## [EXERCISES]
1. Write out the passage of the article about Merz's Arena appearance from "A backlash followed, in" to "from North Rhine-Westphalia.".
2. Pick up the article about Merz's Arena appearance after its final sentence and keep writing it.

(GIVEN TEXT begins)

Merz faces questions from Arena audience
This week, ARD’s Arena programme brought together an audience of people “from every corner of the country” to pose questions directly to Chancellor Friedrich Merz.
Alongside questions on the pension reform and Germany’s new military service law, many audience members pressed Merz on his controversial “Stadtbild” comment, which was widely considered to be racist.
Merz made the comment during a visit to Brandenburg in mid-October, saying “But we still have this problem in the cityscape, and that is why the interior minister is working to carry out large-scale deportations.”
A backlash followed, in the German media, from fellow politicians and from organisations representing the 25 percent of people with a recent familial or personal migration background. In late November, when Merz was speaking at a presentation for the Talisman Prize for Social Cohesion in Berlin, audience members walked out in protest.
Germany just wants certain types of migrants, says Merz
Since the incident in mid-October, Merz has repeated that he feels his comments were misunderstood and has never issued an apology. In the ARD studio, multiple audience members pushed Merz to clarify his stance, particularly a medical student from North Rhine-Westphalia.
“I see that in the healthcare sector we are highly dependent on people who come from different countries who bring their commitment and skills here," the audience member began. "My question is, how do you see that in keeping with the comments that you make and what kind of an influence do you think your comments have on social cohesion?”
The Chancellor clarified that Germany needs immigration. “The entire medical sector, the care sector, and in many other areas,” he said. “Without those who come from other countries, these industries simply wouldn't work anymore.”
But Merz stopped short of an apology, pressed that his Stadtbild comment had been misunderstood, and that he wanted to emphasise the difference between the type of immigrant he was referring to when he made the comments.

(GIVEN TEXT ends)
(SUPPLIED INFORMATION begins)

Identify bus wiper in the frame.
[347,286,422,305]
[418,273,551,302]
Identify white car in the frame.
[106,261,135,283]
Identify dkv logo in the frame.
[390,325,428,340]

(SUPPLIED INFORMATION ends)
(SUPPLIED INFORMATION begins)

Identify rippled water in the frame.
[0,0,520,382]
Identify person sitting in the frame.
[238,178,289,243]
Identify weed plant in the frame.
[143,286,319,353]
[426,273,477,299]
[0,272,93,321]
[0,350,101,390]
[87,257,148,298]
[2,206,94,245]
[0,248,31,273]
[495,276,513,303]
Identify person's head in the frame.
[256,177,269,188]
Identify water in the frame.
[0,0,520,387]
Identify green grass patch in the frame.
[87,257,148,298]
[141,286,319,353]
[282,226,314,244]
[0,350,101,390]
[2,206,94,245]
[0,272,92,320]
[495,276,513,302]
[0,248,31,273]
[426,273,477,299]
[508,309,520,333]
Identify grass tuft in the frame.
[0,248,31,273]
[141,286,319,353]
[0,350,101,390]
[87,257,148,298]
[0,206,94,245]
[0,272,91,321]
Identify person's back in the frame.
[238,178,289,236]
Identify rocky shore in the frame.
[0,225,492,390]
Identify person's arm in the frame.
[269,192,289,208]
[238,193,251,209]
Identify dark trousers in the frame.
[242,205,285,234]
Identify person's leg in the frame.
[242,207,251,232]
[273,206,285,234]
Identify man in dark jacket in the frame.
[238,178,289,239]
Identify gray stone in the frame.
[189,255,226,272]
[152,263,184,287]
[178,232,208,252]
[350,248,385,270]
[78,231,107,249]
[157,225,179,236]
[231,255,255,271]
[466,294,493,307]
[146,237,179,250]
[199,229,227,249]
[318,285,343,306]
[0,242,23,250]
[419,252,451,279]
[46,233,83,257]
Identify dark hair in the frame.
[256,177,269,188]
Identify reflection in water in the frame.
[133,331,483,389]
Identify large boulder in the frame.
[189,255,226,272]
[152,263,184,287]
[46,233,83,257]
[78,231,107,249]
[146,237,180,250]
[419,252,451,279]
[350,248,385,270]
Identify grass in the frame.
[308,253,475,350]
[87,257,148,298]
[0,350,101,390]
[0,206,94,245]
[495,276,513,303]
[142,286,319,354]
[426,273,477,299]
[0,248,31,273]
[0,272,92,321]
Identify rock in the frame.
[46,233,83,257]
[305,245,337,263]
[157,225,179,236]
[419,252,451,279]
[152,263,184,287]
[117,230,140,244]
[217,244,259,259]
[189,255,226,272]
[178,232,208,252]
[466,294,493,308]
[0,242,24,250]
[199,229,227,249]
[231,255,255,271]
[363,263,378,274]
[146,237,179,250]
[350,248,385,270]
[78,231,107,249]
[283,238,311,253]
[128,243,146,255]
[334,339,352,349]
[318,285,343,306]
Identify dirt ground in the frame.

(SUPPLIED INFORMATION ends)

## [SOLVED PROBLEMS]
1.
A backlash followed, in the German media, from fellow politicians and from organisations representing the 25 percent of people with a recent familial or personal migration background. In late November, when Merz was speaking at a presentation for the Talisman Prize for Social Cohesion in Berlin, audience members walked out in protest.
Germany just wants certain types of migrants, says Merz
Since the incident in mid-October, Merz has repeated that he feels his comments were misunderstood and has never issued an apology. In the ARD studio, multiple audience members pushed Merz to clarify his stance, particularly a medical student from North Rhine-Westphalia.

2.
The audience member countered that “Integration has to happen, and that’s not going to happen on such a scale when such comments divide our society.”
Centrist politicians risk creating two-tier human rights, says CoE
Merz’s comments on the ARD programme come in the same week as the Council of Europe’s commissioner for human rights, Michael O’Flaherty accused “middle-of-the-road” politicians of pandering to the far-right on immigration policy.
O’Flaherty said centrist European politicians were drawing “lazy correlations” between migration and crime - a theme which recurred multiple times in Merz’s comments to the ARD audience about immigrants harassing people at swimming pools or train stations.
“For every inch yielded [to the far right], there’s going to be another inch demanded,” O’Flaherty said in an exclusive interview with the Guardian. “The idea that we would create or foster the impression of a hierarchy of people, some more deserving than others, is a very, very worrying one indeed.”
O’Flaherty’s comments come as 27 of the 46 Council of Europe members have signed an unofficial statement which calls for adjustments to the European convention of human rights, which would limit the definition of “inhuman and degrading treatment”.